# EXCERPTED TEXT:
The State of Artificial Intelligence in Epilepsy: Where There Is Progress and Peril Ahead

Article published by Neurology Today

Remarkable gains in the diagnosis, treatment, and prognosis of epilepsy are heading from the lab to the bedside with the aid of artificial intelligence (AI), according to neurologists and computer scientists who spoke at the first international devoted to the subject.

Among the findings from studies presented at the conference in Breckenridge, CO, researchers reported that an AI program can diagnose genetic forms of epilepsy in children 3.6 years sooner than clinicians can, and that a machine learning program can predict with 85 to 90 percent accuracy who will be seizure-free following ablative surgery.

But clinicians and researchers also emphasized that scientific and ethical concerns must be addressed before the new technologies are rolled out, since few AI programs are ready for the clinic.

“We need to come together as a community and begin to discuss what’s out there, set standards, and lay down some guidelines,” said Samden Lhatoo, MD, FRCP, the John P. and Kathrine G. McGovern Distinguished University Professor of Neurology and director of the Texas Comprehensive Epilepsy Program at UTHealth Houston’s McGovern Medical School.

The learning curve for neurologists seeking to understand the advanced mathematical techniques used to construct AI programs for epilepsy can be steep. One of the prize-winning papers presented at the conference, for instance, described what it called a dynamic brain network model to predict seizures.

“Specifically, we use the source-sink (SS) metric to quantify each node by its connectivity properties to other nodes in the network,” stated the paper, whose first author was Amir Hossein Daraie, a PhD student in the biomedical engineering department at Johns Hopkins University School of Medicine.

# YOUR INSTRUCTIONS:
Print the passage of the article on AI in epilepsy starting at "The State of" and ending at "following ablative surgery.". The lines that follow come from a separate source.

# DATASET EXCERPTS:
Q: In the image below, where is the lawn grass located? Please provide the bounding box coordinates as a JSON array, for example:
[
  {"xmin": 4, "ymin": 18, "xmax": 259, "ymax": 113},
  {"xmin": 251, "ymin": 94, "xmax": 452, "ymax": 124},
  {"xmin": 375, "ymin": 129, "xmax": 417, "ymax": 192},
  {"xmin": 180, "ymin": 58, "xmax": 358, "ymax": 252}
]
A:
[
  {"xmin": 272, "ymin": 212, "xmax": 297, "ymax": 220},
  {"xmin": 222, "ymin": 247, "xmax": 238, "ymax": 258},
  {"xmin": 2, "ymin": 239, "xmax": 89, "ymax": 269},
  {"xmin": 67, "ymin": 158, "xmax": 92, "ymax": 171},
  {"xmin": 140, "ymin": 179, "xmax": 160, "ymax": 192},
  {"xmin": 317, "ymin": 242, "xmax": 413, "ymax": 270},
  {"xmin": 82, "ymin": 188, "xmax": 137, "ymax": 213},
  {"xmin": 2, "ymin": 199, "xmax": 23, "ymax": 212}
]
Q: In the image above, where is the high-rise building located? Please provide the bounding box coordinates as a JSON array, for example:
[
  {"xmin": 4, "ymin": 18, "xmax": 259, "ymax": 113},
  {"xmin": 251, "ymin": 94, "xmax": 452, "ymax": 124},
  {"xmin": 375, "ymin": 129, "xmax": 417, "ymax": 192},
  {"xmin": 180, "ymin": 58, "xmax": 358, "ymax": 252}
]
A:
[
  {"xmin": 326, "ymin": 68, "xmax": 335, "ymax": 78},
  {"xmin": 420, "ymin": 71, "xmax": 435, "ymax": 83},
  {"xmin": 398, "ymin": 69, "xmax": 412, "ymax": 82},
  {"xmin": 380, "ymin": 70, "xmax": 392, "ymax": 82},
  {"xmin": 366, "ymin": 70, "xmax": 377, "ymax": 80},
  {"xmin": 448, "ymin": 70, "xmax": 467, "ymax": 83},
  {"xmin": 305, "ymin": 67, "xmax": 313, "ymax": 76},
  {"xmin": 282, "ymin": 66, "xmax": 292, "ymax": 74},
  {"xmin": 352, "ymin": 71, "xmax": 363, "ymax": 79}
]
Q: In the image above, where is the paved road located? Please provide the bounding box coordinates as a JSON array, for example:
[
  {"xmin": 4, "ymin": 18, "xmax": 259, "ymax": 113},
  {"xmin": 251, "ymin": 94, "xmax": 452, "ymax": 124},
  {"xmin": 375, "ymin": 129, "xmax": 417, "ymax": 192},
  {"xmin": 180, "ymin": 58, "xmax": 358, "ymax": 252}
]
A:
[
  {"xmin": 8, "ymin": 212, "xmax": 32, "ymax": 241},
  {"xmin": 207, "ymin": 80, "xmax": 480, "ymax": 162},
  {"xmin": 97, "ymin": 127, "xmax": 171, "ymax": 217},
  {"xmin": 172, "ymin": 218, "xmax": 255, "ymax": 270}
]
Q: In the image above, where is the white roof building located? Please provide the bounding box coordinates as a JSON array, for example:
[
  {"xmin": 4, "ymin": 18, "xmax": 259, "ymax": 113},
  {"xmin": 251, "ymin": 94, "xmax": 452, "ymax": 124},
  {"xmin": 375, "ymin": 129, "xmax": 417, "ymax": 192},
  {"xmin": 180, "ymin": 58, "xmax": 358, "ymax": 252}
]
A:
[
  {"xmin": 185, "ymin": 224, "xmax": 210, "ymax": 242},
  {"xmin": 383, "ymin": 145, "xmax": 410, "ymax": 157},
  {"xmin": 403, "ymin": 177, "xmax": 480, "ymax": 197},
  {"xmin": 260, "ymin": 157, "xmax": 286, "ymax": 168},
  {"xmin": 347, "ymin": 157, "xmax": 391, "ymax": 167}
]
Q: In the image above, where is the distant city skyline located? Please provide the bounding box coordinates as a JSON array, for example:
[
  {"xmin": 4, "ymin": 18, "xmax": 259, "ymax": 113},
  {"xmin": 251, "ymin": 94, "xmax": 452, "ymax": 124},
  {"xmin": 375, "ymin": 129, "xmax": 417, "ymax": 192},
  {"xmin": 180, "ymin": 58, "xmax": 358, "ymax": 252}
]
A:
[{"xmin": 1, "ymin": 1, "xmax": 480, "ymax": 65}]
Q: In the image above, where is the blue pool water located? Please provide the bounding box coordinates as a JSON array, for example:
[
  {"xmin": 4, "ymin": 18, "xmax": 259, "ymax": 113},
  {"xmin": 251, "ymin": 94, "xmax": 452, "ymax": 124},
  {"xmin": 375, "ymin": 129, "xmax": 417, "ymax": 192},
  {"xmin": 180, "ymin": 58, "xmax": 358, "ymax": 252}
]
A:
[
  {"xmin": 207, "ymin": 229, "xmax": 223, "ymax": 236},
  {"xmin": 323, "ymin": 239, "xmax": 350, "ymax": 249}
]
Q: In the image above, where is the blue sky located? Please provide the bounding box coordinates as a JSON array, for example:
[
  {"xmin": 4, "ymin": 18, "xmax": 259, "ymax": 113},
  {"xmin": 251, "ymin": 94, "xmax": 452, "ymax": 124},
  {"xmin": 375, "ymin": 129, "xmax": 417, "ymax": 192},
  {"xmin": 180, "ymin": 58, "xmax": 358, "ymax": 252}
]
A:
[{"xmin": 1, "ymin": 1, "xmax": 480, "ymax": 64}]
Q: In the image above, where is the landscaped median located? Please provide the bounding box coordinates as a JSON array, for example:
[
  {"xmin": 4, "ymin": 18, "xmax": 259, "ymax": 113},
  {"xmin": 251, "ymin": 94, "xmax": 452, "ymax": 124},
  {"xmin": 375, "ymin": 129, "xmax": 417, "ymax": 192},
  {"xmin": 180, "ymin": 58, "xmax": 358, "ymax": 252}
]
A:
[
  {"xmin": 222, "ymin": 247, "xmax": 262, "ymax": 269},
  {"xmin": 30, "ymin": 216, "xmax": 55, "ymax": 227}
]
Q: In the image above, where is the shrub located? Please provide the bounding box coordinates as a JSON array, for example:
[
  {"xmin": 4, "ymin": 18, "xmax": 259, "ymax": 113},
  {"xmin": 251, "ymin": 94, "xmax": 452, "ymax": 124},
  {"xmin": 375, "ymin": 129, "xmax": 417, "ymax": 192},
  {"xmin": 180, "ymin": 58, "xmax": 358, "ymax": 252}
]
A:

# FINAL ANSWER:
The State of Artificial Intelligence in Epilepsy: Where There Is Progress and Peril Ahead

Article published by Neurology Today

Remarkable gains in the diagnosis, treatment, and prognosis of epilepsy are heading from the lab to the bedside with the aid of artificial intelligence (AI), according to neurologists and computer scientists who spoke at the first international devoted to the subject.

Among the findings from studies presented at the conference in Breckenridge, CO, researchers reported that an AI program can diagnose genetic forms of epilepsy in children 3.6 years sooner than clinicians can, and that a machine learning program can predict with 85 to 90 percent accuracy who will be seizure-free following ablative surgery.